About this task –
Where the word "pixel" occurs in a line of the data, return the whole line.

Point-per-instance localization data
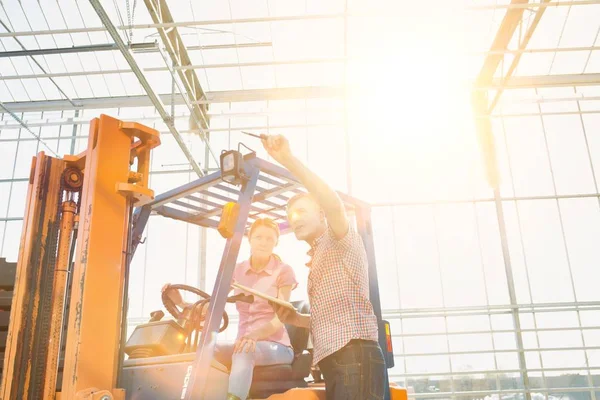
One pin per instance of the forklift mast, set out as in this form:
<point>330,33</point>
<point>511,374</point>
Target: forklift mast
<point>85,199</point>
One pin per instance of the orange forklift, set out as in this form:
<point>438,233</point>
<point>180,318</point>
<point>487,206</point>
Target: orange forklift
<point>84,219</point>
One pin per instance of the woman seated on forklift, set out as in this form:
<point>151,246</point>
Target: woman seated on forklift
<point>262,339</point>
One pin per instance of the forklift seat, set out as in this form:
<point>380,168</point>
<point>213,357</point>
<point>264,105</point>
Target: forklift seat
<point>272,379</point>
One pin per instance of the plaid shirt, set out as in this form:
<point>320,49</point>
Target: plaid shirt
<point>338,290</point>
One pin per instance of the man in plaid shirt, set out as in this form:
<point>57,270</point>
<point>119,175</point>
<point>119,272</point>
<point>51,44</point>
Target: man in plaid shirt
<point>342,322</point>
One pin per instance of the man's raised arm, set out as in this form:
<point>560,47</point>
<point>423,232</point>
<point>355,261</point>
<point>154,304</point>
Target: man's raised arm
<point>278,147</point>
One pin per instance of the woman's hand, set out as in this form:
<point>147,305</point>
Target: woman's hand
<point>173,295</point>
<point>245,344</point>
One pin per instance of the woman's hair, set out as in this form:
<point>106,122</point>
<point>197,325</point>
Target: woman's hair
<point>269,223</point>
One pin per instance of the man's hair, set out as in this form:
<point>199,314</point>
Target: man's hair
<point>299,196</point>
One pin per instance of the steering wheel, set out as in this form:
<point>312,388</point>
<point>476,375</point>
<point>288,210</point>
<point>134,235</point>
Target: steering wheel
<point>174,311</point>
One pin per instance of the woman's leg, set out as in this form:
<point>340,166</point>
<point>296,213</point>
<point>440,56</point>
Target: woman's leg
<point>223,353</point>
<point>242,366</point>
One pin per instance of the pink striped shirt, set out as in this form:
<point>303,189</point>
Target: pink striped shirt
<point>252,316</point>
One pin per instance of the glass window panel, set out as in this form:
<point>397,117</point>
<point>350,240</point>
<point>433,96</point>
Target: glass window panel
<point>590,318</point>
<point>505,341</point>
<point>594,358</point>
<point>460,257</point>
<point>468,323</point>
<point>562,359</point>
<point>8,152</point>
<point>12,238</point>
<point>426,344</point>
<point>530,340</point>
<point>502,322</point>
<point>581,221</point>
<point>544,249</point>
<point>533,360</point>
<point>591,125</point>
<point>556,319</point>
<point>507,361</point>
<point>592,337</point>
<point>423,325</point>
<point>18,198</point>
<point>491,254</point>
<point>568,153</point>
<point>473,362</point>
<point>383,236</point>
<point>527,321</point>
<point>417,258</point>
<point>517,254</point>
<point>428,364</point>
<point>528,156</point>
<point>560,339</point>
<point>473,342</point>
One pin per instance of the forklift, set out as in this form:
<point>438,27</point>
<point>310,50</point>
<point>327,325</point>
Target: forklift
<point>85,217</point>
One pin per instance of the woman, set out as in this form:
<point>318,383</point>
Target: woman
<point>262,339</point>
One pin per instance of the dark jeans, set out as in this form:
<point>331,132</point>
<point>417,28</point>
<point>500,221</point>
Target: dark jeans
<point>354,372</point>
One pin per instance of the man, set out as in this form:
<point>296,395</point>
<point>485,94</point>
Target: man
<point>342,322</point>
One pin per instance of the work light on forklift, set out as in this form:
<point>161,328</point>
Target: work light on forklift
<point>232,166</point>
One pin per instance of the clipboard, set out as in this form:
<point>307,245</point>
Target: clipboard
<point>272,299</point>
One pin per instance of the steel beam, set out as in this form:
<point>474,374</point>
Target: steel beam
<point>543,81</point>
<point>186,69</point>
<point>522,45</point>
<point>160,13</point>
<point>144,82</point>
<point>177,24</point>
<point>513,6</point>
<point>507,28</point>
<point>230,96</point>
<point>149,47</point>
<point>74,49</point>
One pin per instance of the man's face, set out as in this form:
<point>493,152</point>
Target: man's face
<point>306,218</point>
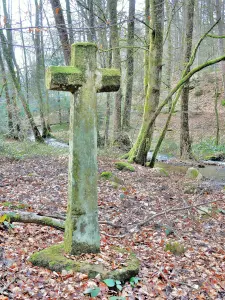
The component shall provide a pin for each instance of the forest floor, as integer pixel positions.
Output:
(39, 184)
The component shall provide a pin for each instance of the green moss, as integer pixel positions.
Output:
(106, 175)
(13, 205)
(193, 173)
(63, 69)
(120, 165)
(175, 247)
(64, 78)
(107, 80)
(161, 172)
(53, 258)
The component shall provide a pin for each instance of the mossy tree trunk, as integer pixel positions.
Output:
(169, 51)
(216, 108)
(116, 62)
(185, 141)
(69, 21)
(8, 100)
(139, 151)
(221, 28)
(146, 62)
(130, 66)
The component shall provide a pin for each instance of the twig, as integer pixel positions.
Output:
(2, 291)
(148, 219)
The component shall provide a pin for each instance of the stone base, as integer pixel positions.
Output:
(53, 258)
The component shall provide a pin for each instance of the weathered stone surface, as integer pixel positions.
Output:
(160, 172)
(83, 79)
(219, 156)
(193, 173)
(53, 258)
(121, 165)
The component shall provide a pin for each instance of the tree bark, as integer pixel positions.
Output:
(39, 67)
(69, 20)
(130, 66)
(185, 141)
(116, 62)
(28, 217)
(139, 151)
(61, 27)
(221, 43)
(16, 83)
(8, 100)
(169, 52)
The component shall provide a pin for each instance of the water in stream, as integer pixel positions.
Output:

Exercise response –
The component shall provide a pin for each instance of the forest floor, as integer pixel positions.
The component shall provide a pin for each instance of the green moss, as integer pixel positions.
The component shall provide a pin for each instance of the mossy tree trunk, as integer pixel positions.
The component shall provide a pin for each instance of the twig, as integer pixel positions.
The component shall provide a pin for each instance of the stone base, as integer pixel positions.
The component shall provide a pin for each instance of the weathered stone surface, as integer pixel positions.
The component shall provide a pin for each instance of the tree bark, as integer pixel positions.
The component shall provide a pin for each instance of the water in stream, as integer pixel positions.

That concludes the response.